→ **Work required**:
Write out everything in the text on nutrient blood tests from "A comprehensive panel" down to "result trending downward.", word for word.

The One Thing To Act On
You don't need to test everything, and you don't need to test constantly. You need one proper panel, once or twice a year depending on your risk profile, and a plan built on the number, not the symptom. That's the difference between guessing your way through fatigue for another year and actually fixing it.
FAQ Section
How often should I get a blood test for vitamin and mineral deficiencies?
Once a year is a reasonable baseline for most healthy adults. Vegetarians, vegans, women who menstruate heavily, adults over 40 and anyone with ongoing fatigue or brain fog should consider testing every 6 months instead.
What is included in a nutrient deficiency blood test?
A comprehensive panel typically includes CBC, ferritin, vitamin D, vitamin B12, folate, magnesium, zinc, and sometimes an omega-3 index. This combination covers the deficiencies most responsible for fatigue, low immunity and mood changes.
Can I test for vitamin deficiency without a doctor's referral?
Yes. Services like Wellbeing Nutrition's BloodView allow you to book an at-home blood draw and receive a personalised report without needing a prior doctor's appointment.
What's the difference between an iron test and a ferritin test?
An iron test measures circulating iron in the blood at that moment, while a ferritin blood test measures stored iron reserves. Ferritin is the more reliable early indicator of an iron deficiency test result trending downward.

→ **Supplied material**:

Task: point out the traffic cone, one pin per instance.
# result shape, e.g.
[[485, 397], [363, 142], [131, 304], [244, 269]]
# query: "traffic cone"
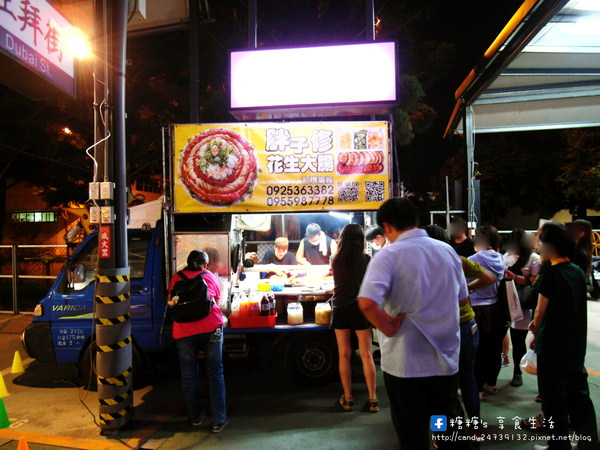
[[3, 390], [17, 364], [4, 422]]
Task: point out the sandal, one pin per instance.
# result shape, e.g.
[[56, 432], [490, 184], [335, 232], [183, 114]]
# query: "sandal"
[[373, 405], [346, 404], [533, 423]]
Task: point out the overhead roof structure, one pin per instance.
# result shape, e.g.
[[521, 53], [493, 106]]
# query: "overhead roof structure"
[[541, 72]]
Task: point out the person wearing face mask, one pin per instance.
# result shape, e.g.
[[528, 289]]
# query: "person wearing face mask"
[[279, 254], [376, 237], [316, 248]]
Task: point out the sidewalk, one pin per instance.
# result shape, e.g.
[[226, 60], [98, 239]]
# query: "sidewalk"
[[267, 409]]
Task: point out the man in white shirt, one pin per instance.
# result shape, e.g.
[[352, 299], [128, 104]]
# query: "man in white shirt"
[[411, 293]]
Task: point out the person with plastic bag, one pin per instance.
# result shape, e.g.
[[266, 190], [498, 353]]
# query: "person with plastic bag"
[[469, 332], [560, 327], [489, 310], [523, 266]]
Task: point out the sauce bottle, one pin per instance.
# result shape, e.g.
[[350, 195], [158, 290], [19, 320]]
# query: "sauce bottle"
[[265, 305]]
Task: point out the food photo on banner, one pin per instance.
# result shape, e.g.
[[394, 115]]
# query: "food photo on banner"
[[265, 167]]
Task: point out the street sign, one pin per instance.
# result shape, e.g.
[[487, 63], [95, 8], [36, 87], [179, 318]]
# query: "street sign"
[[33, 34]]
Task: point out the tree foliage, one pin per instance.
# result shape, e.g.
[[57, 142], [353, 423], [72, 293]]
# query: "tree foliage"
[[580, 172]]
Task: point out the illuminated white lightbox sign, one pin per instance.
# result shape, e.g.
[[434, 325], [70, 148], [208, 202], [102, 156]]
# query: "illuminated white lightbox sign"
[[335, 74]]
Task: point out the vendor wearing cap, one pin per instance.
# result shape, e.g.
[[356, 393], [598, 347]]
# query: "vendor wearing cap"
[[279, 254], [316, 248], [376, 237]]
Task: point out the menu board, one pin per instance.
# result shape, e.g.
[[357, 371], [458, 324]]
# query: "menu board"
[[269, 167]]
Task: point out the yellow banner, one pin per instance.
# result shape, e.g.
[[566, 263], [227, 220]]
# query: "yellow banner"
[[284, 167]]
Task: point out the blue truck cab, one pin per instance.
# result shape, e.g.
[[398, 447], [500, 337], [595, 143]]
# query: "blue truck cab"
[[62, 331], [63, 324]]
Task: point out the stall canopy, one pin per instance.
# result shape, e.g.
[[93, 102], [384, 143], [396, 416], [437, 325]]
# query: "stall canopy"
[[542, 72]]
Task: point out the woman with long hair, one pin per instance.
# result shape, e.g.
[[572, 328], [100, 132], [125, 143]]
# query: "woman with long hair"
[[349, 266], [560, 328], [580, 232], [523, 267]]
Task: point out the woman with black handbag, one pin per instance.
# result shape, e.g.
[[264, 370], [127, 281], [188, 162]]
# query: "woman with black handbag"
[[203, 334]]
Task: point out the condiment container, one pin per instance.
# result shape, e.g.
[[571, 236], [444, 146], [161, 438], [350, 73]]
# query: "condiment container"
[[295, 314], [323, 313]]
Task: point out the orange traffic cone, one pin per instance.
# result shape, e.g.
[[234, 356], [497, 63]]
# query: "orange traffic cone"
[[17, 366], [3, 390], [4, 422]]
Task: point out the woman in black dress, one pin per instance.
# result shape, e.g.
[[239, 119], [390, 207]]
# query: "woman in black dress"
[[348, 267]]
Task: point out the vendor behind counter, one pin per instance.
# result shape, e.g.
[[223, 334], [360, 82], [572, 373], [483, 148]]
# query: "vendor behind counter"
[[279, 254], [316, 248]]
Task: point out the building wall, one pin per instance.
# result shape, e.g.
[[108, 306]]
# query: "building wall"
[[20, 198]]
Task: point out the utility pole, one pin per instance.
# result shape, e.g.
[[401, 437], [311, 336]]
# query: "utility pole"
[[112, 298]]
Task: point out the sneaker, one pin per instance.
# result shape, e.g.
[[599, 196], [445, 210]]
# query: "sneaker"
[[373, 405], [517, 380], [493, 390], [198, 422], [217, 427], [347, 404]]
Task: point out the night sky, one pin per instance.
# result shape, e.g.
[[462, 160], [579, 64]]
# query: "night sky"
[[439, 42]]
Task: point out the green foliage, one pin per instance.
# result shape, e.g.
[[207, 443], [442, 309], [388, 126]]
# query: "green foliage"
[[580, 174]]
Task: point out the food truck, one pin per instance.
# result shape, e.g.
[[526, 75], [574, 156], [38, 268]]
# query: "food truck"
[[234, 188]]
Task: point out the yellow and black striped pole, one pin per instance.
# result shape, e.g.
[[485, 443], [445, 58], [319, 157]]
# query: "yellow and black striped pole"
[[114, 351], [112, 303]]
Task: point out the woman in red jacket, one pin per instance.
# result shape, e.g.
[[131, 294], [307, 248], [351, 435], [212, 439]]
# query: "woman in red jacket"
[[207, 335]]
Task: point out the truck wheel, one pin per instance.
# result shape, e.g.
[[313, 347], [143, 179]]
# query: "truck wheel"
[[87, 366], [311, 358]]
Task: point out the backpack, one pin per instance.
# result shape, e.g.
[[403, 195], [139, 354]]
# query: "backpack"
[[194, 301]]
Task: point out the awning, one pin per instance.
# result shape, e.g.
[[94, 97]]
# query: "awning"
[[542, 72]]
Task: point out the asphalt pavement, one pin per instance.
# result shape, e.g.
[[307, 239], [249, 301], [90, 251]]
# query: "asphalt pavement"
[[267, 409]]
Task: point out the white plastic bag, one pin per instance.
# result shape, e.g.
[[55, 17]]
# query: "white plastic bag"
[[529, 362], [514, 304]]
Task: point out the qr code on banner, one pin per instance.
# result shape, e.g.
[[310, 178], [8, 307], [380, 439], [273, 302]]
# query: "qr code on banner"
[[348, 192], [375, 191]]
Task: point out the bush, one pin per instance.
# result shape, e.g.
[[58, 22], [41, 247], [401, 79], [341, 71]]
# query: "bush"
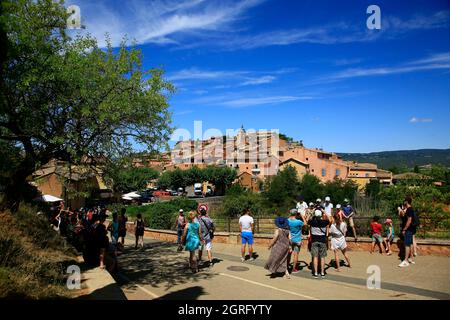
[[235, 204], [161, 215], [33, 257]]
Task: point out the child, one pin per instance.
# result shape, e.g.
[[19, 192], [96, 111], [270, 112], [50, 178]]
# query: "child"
[[390, 235], [139, 230], [338, 229], [376, 233]]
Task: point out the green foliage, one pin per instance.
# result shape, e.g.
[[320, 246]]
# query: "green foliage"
[[236, 203], [33, 257], [128, 178], [67, 98], [161, 215]]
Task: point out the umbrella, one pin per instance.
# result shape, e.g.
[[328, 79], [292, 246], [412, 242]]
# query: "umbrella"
[[50, 198]]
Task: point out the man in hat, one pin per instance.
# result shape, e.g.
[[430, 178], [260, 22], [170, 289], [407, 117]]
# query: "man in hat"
[[328, 206], [246, 227], [349, 213], [295, 228], [319, 231], [208, 228], [180, 223], [301, 206]]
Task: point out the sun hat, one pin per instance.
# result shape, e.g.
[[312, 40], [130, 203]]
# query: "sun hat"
[[281, 222]]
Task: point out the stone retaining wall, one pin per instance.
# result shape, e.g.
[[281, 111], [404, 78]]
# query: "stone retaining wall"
[[425, 246]]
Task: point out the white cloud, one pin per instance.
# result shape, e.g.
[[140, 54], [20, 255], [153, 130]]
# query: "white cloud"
[[157, 22], [433, 62], [420, 120], [260, 80], [197, 74], [248, 102]]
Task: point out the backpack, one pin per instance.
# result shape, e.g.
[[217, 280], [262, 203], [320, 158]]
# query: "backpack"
[[140, 225], [416, 220]]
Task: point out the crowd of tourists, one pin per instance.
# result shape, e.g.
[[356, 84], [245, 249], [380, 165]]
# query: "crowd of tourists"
[[86, 230], [322, 225]]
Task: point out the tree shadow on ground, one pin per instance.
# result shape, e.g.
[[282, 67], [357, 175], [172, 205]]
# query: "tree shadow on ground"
[[157, 264], [109, 292], [191, 293]]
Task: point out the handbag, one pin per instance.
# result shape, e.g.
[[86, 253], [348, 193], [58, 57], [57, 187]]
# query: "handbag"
[[211, 233]]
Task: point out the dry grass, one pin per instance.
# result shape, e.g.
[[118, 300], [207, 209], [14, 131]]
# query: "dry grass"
[[33, 257]]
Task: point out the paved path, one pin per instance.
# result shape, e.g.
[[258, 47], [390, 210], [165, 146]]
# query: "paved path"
[[160, 272]]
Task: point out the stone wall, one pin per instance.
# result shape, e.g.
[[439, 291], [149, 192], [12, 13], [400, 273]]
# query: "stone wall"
[[426, 247]]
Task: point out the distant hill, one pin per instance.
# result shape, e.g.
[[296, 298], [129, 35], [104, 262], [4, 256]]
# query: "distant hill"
[[409, 158]]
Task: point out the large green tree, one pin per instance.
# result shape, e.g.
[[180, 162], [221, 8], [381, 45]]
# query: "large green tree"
[[65, 98]]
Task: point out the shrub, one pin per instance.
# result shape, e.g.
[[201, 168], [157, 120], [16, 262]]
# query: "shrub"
[[33, 257], [235, 204], [161, 215]]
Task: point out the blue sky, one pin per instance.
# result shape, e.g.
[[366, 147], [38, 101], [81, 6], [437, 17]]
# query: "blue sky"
[[311, 69]]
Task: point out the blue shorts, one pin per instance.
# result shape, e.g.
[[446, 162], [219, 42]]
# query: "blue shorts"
[[408, 238], [247, 237]]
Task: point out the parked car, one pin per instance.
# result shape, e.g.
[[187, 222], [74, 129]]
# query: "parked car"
[[198, 189], [161, 193]]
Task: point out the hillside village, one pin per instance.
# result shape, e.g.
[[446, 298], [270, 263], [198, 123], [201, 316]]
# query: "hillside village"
[[255, 156]]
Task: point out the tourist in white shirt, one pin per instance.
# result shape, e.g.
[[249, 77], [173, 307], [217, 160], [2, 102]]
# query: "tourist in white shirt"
[[246, 226], [301, 207], [328, 206]]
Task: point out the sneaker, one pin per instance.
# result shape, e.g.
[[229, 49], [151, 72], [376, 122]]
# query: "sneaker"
[[404, 264]]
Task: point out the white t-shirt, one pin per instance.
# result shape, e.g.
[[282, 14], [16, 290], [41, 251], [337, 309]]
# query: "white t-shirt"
[[301, 207], [336, 232], [329, 209], [246, 222]]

→ **Response for this exercise**:
A comprehensive panel typically includes CBC, ferritin, vitamin D, vitamin B12, folate, magnesium, zinc, and sometimes an omega-3 index. This combination covers the deficiencies most responsible for fatigue, low immunity and mood changes.
Can I test for vitamin deficiency without a doctor's referral?
Yes. Services like Wellbeing Nutrition's BloodView allow you to book an at-home blood draw and receive a personalised report without needing a prior doctor's appointment.
What's the difference between an iron test and a ferritin test?
An iron test measures circulating iron in the blood at that moment, while a ferritin blood test measures stored iron reserves. Ferritin is the more reliable early indicator of an iron deficiency test result trending downward.